• [Document segment]:
--- START ---

As a result, CCA (adaptation) as well as mitigation is needed. The starting point has to be fairness. Historically, the poor have contributed least to the problem, so it is only right for those who have created the problems to work on the solutions. The world’s 2.6 billion poor people must not be further victimized – the responses to CC must reflect a commitment to poverty reduction.  The good progress made in this area must not be undermined.

Climate adjustment measure – 3 critical questions

1.    How to we change the way we live? We must commit to change now – it is our social responsibility.  We must also recognize that choices made are dependent on whether or not people have the capacities to choose. Task of development is to increase these choices

2.    How do we resource the necessary changes? There are a number of low cost growth pathways. By 2030, financial flows will need to amount to US$100bn on mitigation and US$50bn on adaptation. The role of development agencies should be to encourage innovations, including knowledge, technical and technological transfer, trade, and intellectual property rights.  We should also be encouraging South-South and South-North cooperation to the full extent possible.

3.    How do we organize international development cooperation, since development funding and humanitarian funding continue to operate on separate budget lines?

There are a number of messages from the field. Few organisations have the capacity to work on international response coherently.  Furthermore, the absence of adequate domestic mechanisms for monitoring and coordination for preparedness for disasters is continually hindering response mechanisms. Local level responses are happening, but there is a disconnect between these responses and the policy-level discussions.  For instance, IFRC’s DRR-related activities in Bangladesh has constituted volunteers on megaphones providing instructions and information.  In the Solomon Islands, the IFRC has been documenting indigenous knowledge and adaptation mechanisms.

Mr. Gelata concluded by noting that although things are getting worse, they will not get better unless we act.  We have a number of ideas about what can be done.  We wish governments to have the will and wisdom to underpin commitments at Copenhagen.  After all, it’s no use saying “we are doing our best” – we must succeed in what is necessary”.

James Darcy, Director of the Humanitarian Policy Group at ODI was the panel discussant.  His first comment was the fact that humanitarians amongst us deal with the world as it presents itself – we tend to respond. Development colleagues see disasters as aberrant phenomena - so DRR has always been a bit of an orphan – no one has known what to do with it.

Conceptually and operationally, how do we bridge this divide? Most funding for the preventative work is coming from the humanitarian pot – we need more, not less, for response money.  However, there is an urgent need to locate this discussion in development circles. Humanitarian instruments are not very well adapted to DRR – development community can do this much better.

As has been noted already, most disasters are related to CC.  There is also a cumulative effect of stresses – there will be a tipping point, a sudden breakdown of systems. Our capacity to prevent these have also been limited. We need to be much sharper on the economic analysis of the problem as well. Donors are frequently faced with question around how to justify investments in preventive action without much tangible data or indicators to work with. It is therefore a difficult political decision to make.

CC has significant implications for the humanitarian system.  This is manifested in more ways than simply crisis response.  The implications of social safety nets and social protection activities are also instrumental in helping humanitarian actors to rethink our relationships.

--- END ---

Object point labels
--- START ---

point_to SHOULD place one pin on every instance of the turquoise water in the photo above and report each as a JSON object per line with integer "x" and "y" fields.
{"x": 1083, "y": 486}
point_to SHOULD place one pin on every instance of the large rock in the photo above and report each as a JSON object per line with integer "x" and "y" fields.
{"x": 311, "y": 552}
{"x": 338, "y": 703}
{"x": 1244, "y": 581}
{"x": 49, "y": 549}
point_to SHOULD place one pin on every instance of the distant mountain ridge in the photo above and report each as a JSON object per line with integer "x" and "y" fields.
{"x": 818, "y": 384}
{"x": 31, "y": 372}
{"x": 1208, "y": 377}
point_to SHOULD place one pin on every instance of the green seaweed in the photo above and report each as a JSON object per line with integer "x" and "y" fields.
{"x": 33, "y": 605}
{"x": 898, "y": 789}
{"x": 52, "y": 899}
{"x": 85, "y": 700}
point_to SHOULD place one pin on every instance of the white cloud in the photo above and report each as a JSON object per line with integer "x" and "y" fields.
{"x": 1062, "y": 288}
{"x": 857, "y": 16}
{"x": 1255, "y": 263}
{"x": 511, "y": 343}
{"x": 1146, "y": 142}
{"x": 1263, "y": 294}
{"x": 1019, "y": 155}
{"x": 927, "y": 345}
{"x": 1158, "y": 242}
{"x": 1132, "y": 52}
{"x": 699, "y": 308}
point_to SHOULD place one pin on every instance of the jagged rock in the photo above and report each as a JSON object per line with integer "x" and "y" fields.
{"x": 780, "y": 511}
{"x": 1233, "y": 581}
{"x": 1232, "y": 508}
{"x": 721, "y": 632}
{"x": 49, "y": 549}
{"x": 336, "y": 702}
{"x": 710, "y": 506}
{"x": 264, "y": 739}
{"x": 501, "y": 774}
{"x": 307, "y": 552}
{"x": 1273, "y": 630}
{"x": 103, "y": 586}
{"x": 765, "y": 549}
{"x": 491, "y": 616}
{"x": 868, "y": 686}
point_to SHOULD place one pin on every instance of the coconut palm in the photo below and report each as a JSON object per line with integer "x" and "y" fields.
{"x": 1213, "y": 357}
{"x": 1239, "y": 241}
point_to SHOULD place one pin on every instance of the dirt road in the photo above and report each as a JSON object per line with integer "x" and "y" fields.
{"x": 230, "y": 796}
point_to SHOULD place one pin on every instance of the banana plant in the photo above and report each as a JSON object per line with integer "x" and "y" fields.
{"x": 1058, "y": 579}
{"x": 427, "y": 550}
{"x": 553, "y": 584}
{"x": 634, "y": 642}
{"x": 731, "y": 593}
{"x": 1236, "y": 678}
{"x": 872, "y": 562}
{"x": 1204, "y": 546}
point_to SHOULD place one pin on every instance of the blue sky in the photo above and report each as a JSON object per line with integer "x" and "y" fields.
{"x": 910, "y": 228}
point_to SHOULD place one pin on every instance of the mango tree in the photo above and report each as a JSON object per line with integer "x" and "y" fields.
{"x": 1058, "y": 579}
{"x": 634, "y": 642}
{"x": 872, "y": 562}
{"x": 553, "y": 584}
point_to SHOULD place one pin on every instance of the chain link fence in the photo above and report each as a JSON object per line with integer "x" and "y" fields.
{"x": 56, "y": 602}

--- END ---

• [Problem set]:
1. According to the climate change summary, what amount of financial flows will adaptation need by 2030?
2. Resume the climate change summary, picking up after its last sentence.

• [Answers to each task]:
1. US$50bn

2.
Finally, the question of Insurance is both important and interesting. Commercial insurance companies are getting rather nervous about the getting involved in CC related activities, likely because it will prove an expensive proposition with low profits.  As a result, we need to look at new ways – such as the processes that Caribbean countries are implementing to help each other.

The discussion that followed centred around a number of issues:

·         Does there need to be more analysis done on the economic issues such as growth and trade? What kinds of mechanisms are in place to finance climate change adaptation and mitigation strategies?

·         What is the role of the private sector – businesses and insurance companies alike?

·         Are choices that decision makers make reactive or proactive? How do policy makers view the impacts of climate variability (reactive) versus climate change (proactive)?

·         Is the approach of the new business model to moving response onus from UN to developing countries appropriate?  How well do we understand indigenous coping mechanisms and response capacity?

·         What is the relationship between humanitarian and development actors in working through DRR activities?

Description

Just as there is growing awareness of the dramatic implications of climate change for development, so too there is growing concern about its humanitarian implications. Weather-related natural disasters, such as those triggered by hurricanes and floods, have increased in recent years – a trend that seems set to continue. Changing weather and climate have major implications for agricultural production and food security, including the prospect of harvest failure and potential famine. Experts predict loss of productive land, water scarcity, conflict over available resources and new patterns of forced migration. Coupled with other trends such as population growth, the impact of climate change may cause a major increase in the humanitarian caseload in the coming decades.

Adaptation to climate change is increasingly linked with disaster risk reduction among practitioners and academics. Whilst the UN International Strategy for Disaster Reduction and the Hyogo Framework for Action provide a sound basis for international action, response to climate change remains inconsistently allocated between the humanitarian and development agendas. Urgent international efforts are needed to bridge this divide.

In this sixth event in the ODI speaker series on climate change and development, ODI are pleased to welcome speakers from two global organisations at the heart of this debate and at the forefront of risk reduction and emergency relief efforts worldwide. Sir John Holmes, the UN Under-Secretary-General for Humanitarian Affairs and Emergency Response Coordinator, has placed particular emphasis on this issue and will speak from a system-wide perspective.  Mr Bekele Geleta, Secretary General of the International Federation of Red Cross and Red Crescent Societies, will draw on the Federation and National Societies’ experiences and perspectives on natural disasters and risk reduction.